## start DATASET ENTRIES
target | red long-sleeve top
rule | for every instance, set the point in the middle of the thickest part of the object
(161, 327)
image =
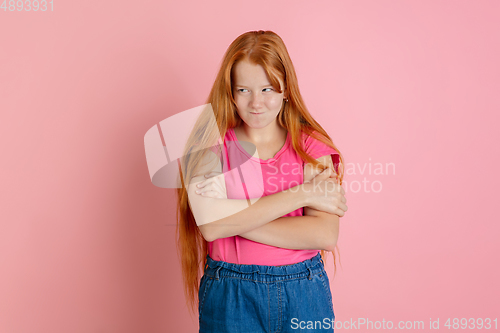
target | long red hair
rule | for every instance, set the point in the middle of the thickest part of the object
(267, 49)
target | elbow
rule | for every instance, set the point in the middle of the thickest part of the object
(330, 246)
(331, 234)
(207, 233)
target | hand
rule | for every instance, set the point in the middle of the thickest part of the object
(325, 194)
(214, 186)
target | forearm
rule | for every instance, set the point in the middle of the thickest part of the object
(234, 217)
(298, 232)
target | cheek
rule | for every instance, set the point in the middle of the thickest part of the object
(274, 102)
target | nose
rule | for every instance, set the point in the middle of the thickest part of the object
(257, 100)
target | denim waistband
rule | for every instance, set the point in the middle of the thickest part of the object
(307, 267)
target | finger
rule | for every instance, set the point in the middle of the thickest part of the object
(212, 174)
(205, 182)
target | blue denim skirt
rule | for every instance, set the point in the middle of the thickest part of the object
(254, 298)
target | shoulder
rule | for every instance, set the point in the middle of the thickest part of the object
(314, 147)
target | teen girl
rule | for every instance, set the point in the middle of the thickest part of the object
(260, 206)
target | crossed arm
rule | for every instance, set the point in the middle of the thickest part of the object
(315, 230)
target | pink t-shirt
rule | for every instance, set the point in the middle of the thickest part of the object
(250, 177)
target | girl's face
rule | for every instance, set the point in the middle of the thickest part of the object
(257, 102)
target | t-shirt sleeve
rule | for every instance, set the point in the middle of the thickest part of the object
(316, 149)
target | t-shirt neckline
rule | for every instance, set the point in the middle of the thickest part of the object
(272, 159)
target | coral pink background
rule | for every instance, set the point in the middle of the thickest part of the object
(87, 241)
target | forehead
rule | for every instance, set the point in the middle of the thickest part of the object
(248, 73)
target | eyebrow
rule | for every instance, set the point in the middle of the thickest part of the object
(243, 86)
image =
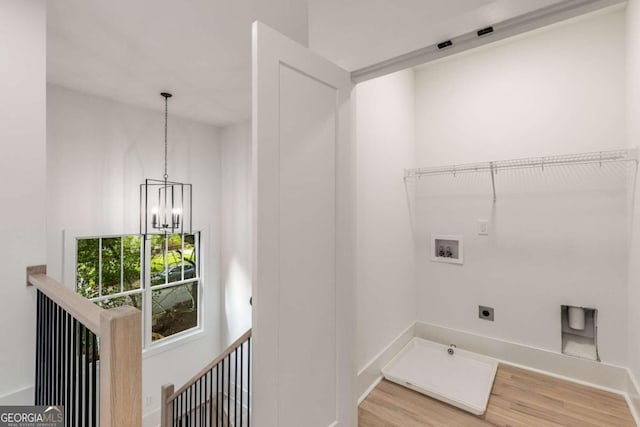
## end DATASET ENTRIES
OBJECTIVE
Rewrite the data from the line with "target | coral pink background" through the end of the data, replacing "thickest part" with "widest part" and keeping everything else the same. Omit the pictures from your answer.

COMPLETED TASK
target | coral pink background
rule | for every instance, set the point in the middle of the widest part of the object
(87, 241)
target | forehead
rule | for every instance, set the point in the middle of the widest part of the object
(248, 73)
target | eyebrow
rule | for every instance, set the point in the middle of the widest part of the object
(243, 86)
image =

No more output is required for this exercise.